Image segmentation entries
[Start]
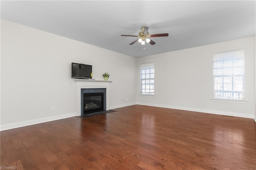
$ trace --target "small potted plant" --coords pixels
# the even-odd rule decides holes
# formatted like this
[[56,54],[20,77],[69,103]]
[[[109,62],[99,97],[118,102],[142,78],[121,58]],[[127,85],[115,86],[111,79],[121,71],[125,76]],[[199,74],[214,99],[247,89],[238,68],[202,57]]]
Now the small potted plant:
[End]
TASK PROMPT |
Repeat these lines exactly, leaving out the pictures.

EXPECTED ANSWER |
$ trace --target "small potted plant" --coords pixels
# the even-odd rule decides holes
# formatted like this
[[56,54],[20,77],[69,103]]
[[[109,62],[99,97],[118,102],[142,78],[121,58]],[[127,85],[115,86],[111,79],[121,71],[125,76]],[[199,74],[214,99],[247,89],[238,68],[202,57]]]
Now the small potted plant:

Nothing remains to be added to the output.